DESCRIPTION OF THE TASK
Reproduce the data from the line holding "Put a point on every instance of the stone ruin;" through the end of the data, inclusive, swapping every "stone ruin" for "stone remains" and leaving everything else unchanged.

(Stored data entries)
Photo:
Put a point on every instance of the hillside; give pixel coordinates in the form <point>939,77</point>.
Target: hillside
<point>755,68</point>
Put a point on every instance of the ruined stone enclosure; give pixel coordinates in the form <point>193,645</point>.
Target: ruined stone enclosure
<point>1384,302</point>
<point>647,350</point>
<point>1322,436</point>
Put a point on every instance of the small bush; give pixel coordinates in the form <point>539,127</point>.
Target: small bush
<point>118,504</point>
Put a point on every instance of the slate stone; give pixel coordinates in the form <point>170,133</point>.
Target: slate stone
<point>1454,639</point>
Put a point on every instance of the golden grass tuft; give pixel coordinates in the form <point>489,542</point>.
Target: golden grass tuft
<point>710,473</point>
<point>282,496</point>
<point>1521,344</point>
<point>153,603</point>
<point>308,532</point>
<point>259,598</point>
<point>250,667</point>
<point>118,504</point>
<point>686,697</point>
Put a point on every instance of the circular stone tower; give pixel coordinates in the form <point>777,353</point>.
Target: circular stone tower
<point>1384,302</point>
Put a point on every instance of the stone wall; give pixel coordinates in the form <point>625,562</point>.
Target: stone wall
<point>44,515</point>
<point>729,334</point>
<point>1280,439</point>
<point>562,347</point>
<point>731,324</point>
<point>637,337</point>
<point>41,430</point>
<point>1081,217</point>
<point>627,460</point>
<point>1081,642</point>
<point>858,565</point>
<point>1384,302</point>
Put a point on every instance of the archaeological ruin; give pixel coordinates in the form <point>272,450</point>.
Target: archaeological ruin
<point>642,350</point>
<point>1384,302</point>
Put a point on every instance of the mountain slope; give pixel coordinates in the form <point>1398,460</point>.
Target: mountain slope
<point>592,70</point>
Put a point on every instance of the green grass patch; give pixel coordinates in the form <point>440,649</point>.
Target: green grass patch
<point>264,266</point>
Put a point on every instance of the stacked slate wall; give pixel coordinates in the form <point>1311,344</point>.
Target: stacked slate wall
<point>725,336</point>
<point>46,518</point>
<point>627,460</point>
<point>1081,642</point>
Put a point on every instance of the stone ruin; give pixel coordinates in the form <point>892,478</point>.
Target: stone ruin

CORRECT ANSWER
Put a point on every instance of the stone remains; give pixel coordinates in the form <point>892,478</point>.
Target: stone remains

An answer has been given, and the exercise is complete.